News SPD Officers Search Medical Marijuana Group’s Office
posted by July 16 at 12:46 PMon
Medical marijuana is legal in Washington State. And marijuana possession for adult personal use is the lowest law-enforcement priority in Seattle. So why did Seattle Police Department officers seek and execute a search warrant last night on a medical-marijuana assistance organization?
That’s the question vexing Martin Martinez, who suffers from debilitating, intractable pain caused by cranial nerve damage in a motorcycle accident. In a small storefront on The Ave, he runs Lifevine Clinical Resources, which issues identification cards for medical-marijuana patients and finds legal defense for patients who are busted. “We are a very small handful of dying people. This is not a dispensary or buyers’ club,” he says. “We’re just trying to stay alive.”
At about 4 p.m. yesterday, two Seattle Police Department bicycle patrol officers went to the Lifevine office near NE 50th Street and University Way NE, Martinez says, claiming that one of them smelled marijuana. “[One officer] was certain there were live plants, so there I let him look because there were no plants,” says Martinez. “I was sure that he would go away.”
But the two cops then called in several more officers, and told Martinez that they were seeking a search warrant. The officers used tools in the office to take apart a wall to search for plants behind it, Martinez says.
After officers got the warrant and completed the search without making an arrest, Martinez returned to his office late last night. Police had seized his computer, 12 ounces of dried marijuana, and the medical records of 500 patients who had been issued ID cards. Lifevine issues the ID cards to patients who have authorization from physicians to use medical marijuana under the state’s Medical Use of Marijuana Act, passed in 1998.
“We have people’s entire medical records on file,” says Martinez. “They have no business being in the hands of the police department.”
Even though it appears SPD officers violated the medical-marijuana act, officers were technically abiding by the law. The statute only provides an affirmative defense after a defendant reaches a judge. However, officers also violated the voters’ intent of I-75, which makes investigating adult marijuana possession the city’s lowest law enforcement priority, by spending considerable resources investigating marijuana for personal use (the Department of Health recently proposed each patient could possess 24 ounces of marijuana, double the amount seized by police).
“Both law enforcement and Seattle residents would benefit from the Department publishing written guidelines on how its officers are to implement I-75’s mandate,” says Alison Holcomb, director of the Marijuana Education Project for the ACLU of Washington.
But neither the state nor city law prevents officers from searching medical marijuana patients, or seizing their property—even if the case would lose in court. So the search and seizure appears to be an opportunity seized by the SPD.

Activities
• A. In the article on the police search of Lifevine, condense the paragraph beginning "After officers got the warrant" into a bulleted list that keeps its main facts.
• B. How much marijuana per patient did the Department of Health recently propose, according to the article on the police search of Lifevine?
The lines that follow were gathered from a separate source.

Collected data

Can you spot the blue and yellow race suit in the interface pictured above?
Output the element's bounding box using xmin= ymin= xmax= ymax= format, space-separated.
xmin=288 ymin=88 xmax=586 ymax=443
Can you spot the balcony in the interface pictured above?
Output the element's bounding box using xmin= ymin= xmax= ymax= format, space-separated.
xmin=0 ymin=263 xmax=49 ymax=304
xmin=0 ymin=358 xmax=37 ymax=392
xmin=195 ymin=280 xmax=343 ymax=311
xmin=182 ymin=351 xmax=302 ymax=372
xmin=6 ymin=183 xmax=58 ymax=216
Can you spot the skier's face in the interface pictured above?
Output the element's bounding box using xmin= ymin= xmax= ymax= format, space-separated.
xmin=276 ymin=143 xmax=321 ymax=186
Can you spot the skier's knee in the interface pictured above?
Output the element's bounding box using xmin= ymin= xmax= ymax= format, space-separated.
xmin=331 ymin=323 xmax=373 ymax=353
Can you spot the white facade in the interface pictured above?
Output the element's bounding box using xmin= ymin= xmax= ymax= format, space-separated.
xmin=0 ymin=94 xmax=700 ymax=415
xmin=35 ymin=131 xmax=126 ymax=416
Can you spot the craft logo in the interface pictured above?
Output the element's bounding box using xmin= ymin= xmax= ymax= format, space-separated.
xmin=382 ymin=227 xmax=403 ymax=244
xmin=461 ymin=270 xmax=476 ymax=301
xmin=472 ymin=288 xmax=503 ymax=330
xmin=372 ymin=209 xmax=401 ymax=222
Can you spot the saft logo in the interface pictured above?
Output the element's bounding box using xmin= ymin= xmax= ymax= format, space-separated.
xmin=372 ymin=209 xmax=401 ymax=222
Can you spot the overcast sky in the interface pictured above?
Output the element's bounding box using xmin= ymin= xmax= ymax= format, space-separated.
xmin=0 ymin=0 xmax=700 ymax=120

Task solutions
• A.
- Officers obtained the warrant and finished the search without arresting anyone.
- Martinez returned to his office late that night.
- Police had seized his computer, 12 ounces of dried marijuana, and the medical records of 500 patients who had been issued ID cards.
- Lifevine issues ID cards to patients with physician authorization to use medical marijuana under the state's Medical Use of Marijuana Act, passed in 1998.

• B. 24 ounces